Display every line in the entries below that contains the word "tree".

== Provided data ==

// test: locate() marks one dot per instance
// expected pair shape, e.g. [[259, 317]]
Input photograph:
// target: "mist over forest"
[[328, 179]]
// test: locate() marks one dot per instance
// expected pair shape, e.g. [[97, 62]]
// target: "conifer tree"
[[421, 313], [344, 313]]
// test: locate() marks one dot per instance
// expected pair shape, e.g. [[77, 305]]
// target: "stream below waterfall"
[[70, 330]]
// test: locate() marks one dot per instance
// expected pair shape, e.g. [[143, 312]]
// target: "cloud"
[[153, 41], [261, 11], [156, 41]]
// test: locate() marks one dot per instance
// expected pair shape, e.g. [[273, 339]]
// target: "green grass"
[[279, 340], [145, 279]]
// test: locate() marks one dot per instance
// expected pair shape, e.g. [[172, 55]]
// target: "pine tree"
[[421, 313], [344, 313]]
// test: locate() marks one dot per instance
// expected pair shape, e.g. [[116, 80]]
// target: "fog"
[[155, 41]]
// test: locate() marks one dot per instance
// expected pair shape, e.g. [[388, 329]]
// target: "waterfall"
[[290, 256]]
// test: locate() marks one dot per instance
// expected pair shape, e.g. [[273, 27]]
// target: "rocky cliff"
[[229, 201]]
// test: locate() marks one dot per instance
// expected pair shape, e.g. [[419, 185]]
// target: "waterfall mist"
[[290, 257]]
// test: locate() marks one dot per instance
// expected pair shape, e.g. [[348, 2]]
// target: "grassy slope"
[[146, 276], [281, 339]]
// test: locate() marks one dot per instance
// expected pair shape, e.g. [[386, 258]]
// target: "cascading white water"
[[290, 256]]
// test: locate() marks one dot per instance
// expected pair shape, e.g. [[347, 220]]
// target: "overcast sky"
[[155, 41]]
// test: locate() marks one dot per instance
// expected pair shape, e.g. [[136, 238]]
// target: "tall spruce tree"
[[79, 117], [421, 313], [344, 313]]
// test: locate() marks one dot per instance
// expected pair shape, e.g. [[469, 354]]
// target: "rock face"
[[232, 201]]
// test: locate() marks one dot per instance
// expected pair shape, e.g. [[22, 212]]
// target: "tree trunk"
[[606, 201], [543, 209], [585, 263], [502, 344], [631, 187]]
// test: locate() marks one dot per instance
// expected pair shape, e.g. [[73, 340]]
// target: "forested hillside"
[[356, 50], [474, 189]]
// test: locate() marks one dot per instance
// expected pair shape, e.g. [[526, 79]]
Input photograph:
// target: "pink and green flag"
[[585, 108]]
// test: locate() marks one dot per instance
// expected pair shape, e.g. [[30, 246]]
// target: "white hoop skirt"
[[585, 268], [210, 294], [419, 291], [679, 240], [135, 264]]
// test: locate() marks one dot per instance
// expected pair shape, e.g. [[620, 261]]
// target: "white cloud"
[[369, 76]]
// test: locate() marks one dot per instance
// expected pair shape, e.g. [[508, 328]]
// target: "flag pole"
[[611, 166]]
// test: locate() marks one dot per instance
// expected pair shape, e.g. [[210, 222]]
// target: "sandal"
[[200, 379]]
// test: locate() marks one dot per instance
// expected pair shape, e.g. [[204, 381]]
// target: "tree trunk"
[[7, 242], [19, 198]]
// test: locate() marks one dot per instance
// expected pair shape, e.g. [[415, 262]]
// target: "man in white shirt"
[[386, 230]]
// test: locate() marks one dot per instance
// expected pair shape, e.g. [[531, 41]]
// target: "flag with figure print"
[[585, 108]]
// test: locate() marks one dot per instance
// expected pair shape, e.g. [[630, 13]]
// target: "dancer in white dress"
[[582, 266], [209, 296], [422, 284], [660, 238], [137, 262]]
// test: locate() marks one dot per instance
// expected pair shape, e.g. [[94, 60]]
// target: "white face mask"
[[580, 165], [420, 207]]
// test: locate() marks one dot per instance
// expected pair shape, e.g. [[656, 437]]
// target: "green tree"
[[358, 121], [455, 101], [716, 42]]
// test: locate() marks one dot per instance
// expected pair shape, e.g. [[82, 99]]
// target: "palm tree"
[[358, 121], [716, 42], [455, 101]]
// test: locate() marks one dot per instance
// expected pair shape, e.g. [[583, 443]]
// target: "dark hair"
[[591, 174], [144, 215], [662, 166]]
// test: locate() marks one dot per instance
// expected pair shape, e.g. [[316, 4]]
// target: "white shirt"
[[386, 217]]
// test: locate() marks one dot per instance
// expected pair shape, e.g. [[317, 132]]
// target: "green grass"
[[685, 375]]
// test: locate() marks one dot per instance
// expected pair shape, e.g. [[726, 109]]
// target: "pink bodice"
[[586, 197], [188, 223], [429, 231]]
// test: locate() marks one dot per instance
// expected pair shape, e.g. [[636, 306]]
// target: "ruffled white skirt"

===

▶ _Finished task_:
// target: "conifer tree"
// target: "pine tree"
// target: "tall spruce tree"
// target: "tree trunk"
// target: "tree trunk"
// target: "green tree"
// target: "palm tree"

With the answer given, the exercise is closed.